Friday, February 4, 2011

Why Does Japan Emphasize Robotic Advances?

[Cross-posted on ABA ST-AIRC Blog]


From the BBC, interesting article about why Japan has taken such an active role in promoting "humanized" robots -- necessity being the mother of invention. And why some of the elderly in Japan prefer the human touch:

No, Robot: Japan's Elderly Fail to Welcome Their Robot Overlords

By Michael Fitzpatrick BBC News, Tokyo

"In Japan robots are friendly helpers not Terminators. So when they join the workforce, as they do often in factories, they are sometimes welcomed on their first day with Shinto religious ceremonies.

QUESTIONS ON THE MATERIAL:
**A.** Say whether each statement agrees with the blog post on Japanese robots. Answer yes or no for each, and quote the words from the post that decide it.
(i) The post was cross-posted on the ABA ST-AIRC Blog.
(ii) The quoted BBC article was filed from Osaka.
(iii) Robots joining the workforce are sometimes welcomed with Buddhist ceremonies.
**B.** Answer these questions using the blog post on Japanese robots.
(i) On what date was the post published?
(ii) Who wrote the quoted BBC article?
(iii) According to the quoted article, where do robots often join the workforce?
**C.** Continue the blog post on Japanese robots, beginning after its final sentence.

ENTRIES SUPPLIED:
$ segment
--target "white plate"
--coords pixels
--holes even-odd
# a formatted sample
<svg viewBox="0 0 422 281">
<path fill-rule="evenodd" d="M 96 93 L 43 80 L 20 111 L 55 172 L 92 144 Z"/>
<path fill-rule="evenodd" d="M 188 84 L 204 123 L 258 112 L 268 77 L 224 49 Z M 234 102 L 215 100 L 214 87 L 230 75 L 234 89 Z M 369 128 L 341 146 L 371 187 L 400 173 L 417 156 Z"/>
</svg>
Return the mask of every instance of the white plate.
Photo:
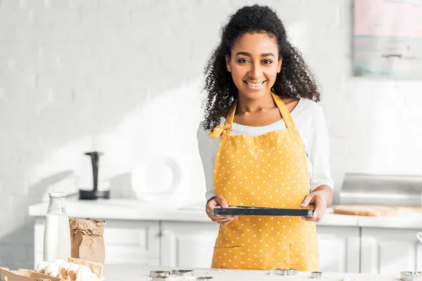
<svg viewBox="0 0 422 281">
<path fill-rule="evenodd" d="M 180 166 L 174 158 L 167 155 L 144 156 L 134 166 L 132 188 L 142 200 L 169 195 L 179 187 L 180 178 Z"/>
</svg>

TASK-BY-TASK ANSWERS:
**A.**
(i) Yes: "[Cross-posted on ABA ST-AIRC Blog]"
(ii) No: "By Michael Fitzpatrick BBC News, Tokyo"
(iii) No: "they are sometimes welcomed on their first day with Shinto religious ceremonies"

**B.**
(i) Friday, February 4, 2011
(ii) Michael Fitzpatrick
(iii) In factories

**C.**
But whether the sick and elderly will be as welcoming to robot-like tech in their homes is a question that now vexes a Japanese care industry that is struggling with a massive manpower shortage. Automated help in the home and hospitals, believe some, could be the answer. A rapidly aging first world is also paying close attention to Japan's dalliance with automated care. It wants to know whether it can construct the nursing-care and medical-care needed in a future with fewer younger people to take care of the elderly.

Japan could show us how.

"The country sees it as an imperative to build carer robots and systems that can monitor health in the home. Because without them the nation's health care system won't cope," says carer Yasuko Amahisa.